>> begin TEXT TO READ

Progressive Reflections on the Alberta Elections

The local elections in Alberta last night were significant, maybe even momentous.   The single-minded media focus on the culture wars between the right wing parties for political power shifted last night.  This happened in many municipal mayoralty contests around Alberta but nowhere more dramatically than Edmonton and Calgary.  As someone who has been focused on getting the progressive voice of Alberta back into the political culture, I have to say last night was gratifying and encouraging.

Elections all over urban Alberta last night sent a strong message to the other orders of government that this province has a new progressive narrative that is forward thinking, intelligent, vibrant and very very energized.  The significant increase voter turnout in the big cities shows that people want change and it is not good enough to merely offer a choice between very right-wing Progressive Conservative Party agenda and extremely right wing Wildrose Alliance Party agenda. 

There was the emergence of a progressive political agenda in evidence in these municipal elections.  It came to life in many parts of urban Alberta last night.  I know that progressive political agenda came to life in the Mayoralty contests in Edmonton, Calgary, Red Deer, Grande Prairie, Regional Municipality of Wood Buffalo, Hinton and County of Strathcona. 

The Mayor and entire town council of Rimbey were sent packing.  It was discovered through FOIP that they were using taxpayer funds to go to conservative related fundraising dinners and incurring other inappropriate expenses.  They were all replaced by some progressive thinking Albertans who want values in their local government and value for their tax dollars. I am sure there are other examples but I have not had time to research them yet.

The contests had different contexts but the consequences are the same.  The old hierarchical, command and control, top down, power broker model of politics in Alberta is no longer acceptable in much of urban Alberta.  I’m betting that rejection of the outmoded model of politics will translate into Alberta provincial politics both urban and rural.  It is sure not a preferred governing model for the not-for-profit, NGO and the rest of the voluntary sector in the province.

>> end TEXT TO READ
>> begin GIVEN DATA

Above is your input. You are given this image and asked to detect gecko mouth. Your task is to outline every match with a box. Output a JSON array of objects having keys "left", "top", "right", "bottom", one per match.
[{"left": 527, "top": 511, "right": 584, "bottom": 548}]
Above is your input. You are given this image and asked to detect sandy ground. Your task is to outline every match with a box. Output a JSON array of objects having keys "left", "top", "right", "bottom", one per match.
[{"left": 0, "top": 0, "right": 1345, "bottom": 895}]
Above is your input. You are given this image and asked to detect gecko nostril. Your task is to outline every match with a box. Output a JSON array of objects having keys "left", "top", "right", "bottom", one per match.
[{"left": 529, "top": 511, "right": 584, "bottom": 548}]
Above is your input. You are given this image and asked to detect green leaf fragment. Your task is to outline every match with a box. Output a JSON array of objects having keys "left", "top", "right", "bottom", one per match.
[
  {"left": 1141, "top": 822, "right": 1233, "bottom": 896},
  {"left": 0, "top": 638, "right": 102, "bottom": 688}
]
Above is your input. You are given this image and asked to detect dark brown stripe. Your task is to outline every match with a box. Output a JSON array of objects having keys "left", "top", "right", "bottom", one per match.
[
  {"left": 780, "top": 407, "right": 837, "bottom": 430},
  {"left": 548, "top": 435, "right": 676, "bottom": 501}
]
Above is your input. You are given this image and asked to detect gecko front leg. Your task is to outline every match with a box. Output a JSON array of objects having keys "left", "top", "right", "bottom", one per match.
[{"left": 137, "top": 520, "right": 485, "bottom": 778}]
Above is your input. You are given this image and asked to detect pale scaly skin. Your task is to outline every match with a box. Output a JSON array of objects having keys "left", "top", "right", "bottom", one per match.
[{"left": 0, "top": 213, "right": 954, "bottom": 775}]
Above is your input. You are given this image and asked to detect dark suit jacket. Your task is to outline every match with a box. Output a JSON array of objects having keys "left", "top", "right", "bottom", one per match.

>> end GIVEN DATA
>> begin GIVEN DATA

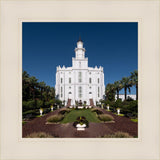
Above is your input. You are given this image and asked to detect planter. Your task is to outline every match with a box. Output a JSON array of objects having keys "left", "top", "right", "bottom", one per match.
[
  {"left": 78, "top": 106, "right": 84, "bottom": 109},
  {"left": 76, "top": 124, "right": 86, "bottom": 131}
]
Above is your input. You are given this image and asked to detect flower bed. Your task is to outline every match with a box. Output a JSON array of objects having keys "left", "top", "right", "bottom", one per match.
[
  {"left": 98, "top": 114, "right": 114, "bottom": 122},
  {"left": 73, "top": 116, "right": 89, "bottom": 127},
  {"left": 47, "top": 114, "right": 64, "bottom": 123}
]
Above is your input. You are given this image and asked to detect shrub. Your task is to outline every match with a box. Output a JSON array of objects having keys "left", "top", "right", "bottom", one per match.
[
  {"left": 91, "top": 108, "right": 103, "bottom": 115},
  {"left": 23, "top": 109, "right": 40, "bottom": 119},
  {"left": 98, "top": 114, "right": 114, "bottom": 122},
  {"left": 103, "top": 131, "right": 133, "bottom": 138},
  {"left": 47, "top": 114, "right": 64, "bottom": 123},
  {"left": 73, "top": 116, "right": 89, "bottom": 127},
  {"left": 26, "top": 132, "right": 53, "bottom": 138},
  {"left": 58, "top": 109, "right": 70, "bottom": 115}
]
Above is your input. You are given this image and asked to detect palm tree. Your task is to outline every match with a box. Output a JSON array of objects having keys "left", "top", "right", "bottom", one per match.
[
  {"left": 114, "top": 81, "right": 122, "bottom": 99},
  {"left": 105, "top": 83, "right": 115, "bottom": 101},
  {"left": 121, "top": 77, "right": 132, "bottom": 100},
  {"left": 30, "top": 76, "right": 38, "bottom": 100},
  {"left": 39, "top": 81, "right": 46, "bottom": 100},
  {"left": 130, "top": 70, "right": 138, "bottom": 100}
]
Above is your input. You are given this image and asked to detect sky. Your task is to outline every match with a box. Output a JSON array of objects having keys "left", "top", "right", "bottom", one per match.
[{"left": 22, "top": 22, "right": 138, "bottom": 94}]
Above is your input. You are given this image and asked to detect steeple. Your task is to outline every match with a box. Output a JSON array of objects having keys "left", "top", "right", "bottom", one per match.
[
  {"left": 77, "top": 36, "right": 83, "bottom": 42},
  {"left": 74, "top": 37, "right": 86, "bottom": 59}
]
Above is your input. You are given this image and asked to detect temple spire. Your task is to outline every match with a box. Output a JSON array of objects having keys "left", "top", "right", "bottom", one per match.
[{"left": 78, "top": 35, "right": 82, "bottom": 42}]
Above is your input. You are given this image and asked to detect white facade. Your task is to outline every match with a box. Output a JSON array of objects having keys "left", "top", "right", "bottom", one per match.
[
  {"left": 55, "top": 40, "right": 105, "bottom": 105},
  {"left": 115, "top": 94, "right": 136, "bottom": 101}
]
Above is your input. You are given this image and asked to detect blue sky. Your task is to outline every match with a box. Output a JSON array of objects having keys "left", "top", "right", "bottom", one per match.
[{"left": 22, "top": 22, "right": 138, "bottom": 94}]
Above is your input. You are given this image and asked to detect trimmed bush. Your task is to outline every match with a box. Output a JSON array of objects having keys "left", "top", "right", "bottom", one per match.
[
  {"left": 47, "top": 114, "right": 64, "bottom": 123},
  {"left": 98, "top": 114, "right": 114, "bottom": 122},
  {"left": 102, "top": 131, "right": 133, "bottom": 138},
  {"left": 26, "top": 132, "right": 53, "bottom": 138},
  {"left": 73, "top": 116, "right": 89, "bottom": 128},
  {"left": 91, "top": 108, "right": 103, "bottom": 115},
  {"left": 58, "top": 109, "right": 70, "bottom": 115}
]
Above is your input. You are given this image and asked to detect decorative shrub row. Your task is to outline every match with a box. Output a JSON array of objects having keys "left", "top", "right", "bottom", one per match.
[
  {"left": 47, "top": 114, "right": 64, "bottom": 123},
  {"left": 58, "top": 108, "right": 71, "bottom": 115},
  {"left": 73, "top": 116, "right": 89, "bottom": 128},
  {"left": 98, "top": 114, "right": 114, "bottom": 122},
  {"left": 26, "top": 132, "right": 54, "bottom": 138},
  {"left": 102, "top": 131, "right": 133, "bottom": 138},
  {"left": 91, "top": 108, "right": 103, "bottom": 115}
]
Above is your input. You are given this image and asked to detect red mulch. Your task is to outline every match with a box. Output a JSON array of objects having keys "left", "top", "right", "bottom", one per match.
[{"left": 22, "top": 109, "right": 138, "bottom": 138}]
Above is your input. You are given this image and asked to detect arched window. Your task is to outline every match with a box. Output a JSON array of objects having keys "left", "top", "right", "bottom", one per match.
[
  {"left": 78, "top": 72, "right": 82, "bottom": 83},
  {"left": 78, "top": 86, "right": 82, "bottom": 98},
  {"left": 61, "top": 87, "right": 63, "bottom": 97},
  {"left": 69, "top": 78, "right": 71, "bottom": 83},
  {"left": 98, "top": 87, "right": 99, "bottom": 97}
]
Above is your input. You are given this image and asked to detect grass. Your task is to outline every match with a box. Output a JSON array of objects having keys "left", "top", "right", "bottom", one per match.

>> end GIVEN DATA

**PROBLEMS TO WORK ON:**
1 > In the text on the Alberta elections, how was it discovered that the mayor and council of Rimbey were using taxpayer funds to attend conservative-related fundraising dinners?
2 > Carry on the piece about the Alberta elections from its final sentence.
The lines after the text are unrelated material.

**RESPONSES BY TASK:**
1 > It was discovered through FOIP.

2 >
Nowhere was this more evident that in the Edmonton and Calgary mayoralty campaigns.  Progressive candidates for Mayor trounced the status quo and conventionally hide-bound conservative candidates in both cities.  Progressives found new ways to enhance the typical election campaigning by networking and creating communities of ideas and issues through social media.  

Progressives found a new, young, articulate, cosmopolitan candidate in Calgary and stuck with a revered forward thinking imaginative candidate in Edmonton.  The revitalized progressive citizen realized these two men they could believe in and trust.  These two candidates came to their campaigns with forward thinking, creative ideas for a modern vibrant and sustainable city.  They outline their ideas in platforms that resonated with the aspirations that progressives want for their cities.  They were pushing towards designing and delivering a better tomorrow while the opposition candidates wanted to hit the pause button to stop progress, or in some cases, go to rewind and take us back 50 years in our thinking.  Nenshi and Mandel both showed grace and dignity in the face of some very nasty but unfounded personal smears and slanders in some vicious but anonymous campaign attacks.

Calgary progressives showed up in droves (50%+ turnout) to send a message to the presumptive (and past?) power brokers that they really don’t own or run that town any more.  Nenshi’s enormous and dramatic win as an outside progressive underdog undid and devoured the Harper Cons election machine that ran the McIver campaign.  Then it defeated and devastated the old Klein cum Dinning election machine that recruited and promoted Higgins.  Those “front-runner” campaigns never saw this comeuppance coming.  Watching the coverage I could tell both conservative based campaigns were obviously shocked on election night by the severity, size and soundness of their rejection by the revival of progressive Calgary voters.

In Edmonton the full court press by Envision Edmonton was intended to undermine Mayor Mandel.  It didn’t just fizzle – it imploded and then burst into flames.  The Envision Edmonton effort in citizen participation unraveled in scandal.  The admitted fraudulent dirty-trick political activities by a key Envision Edmonton volunteer sealed the demise.  The man who managed the Envision Edmonton petition drive fraudulently posed as a Seattle newspaper reporter and deceitfully created a controversy that destroyed the credibility and respect for an otherwise laudable effort at citizen engagement.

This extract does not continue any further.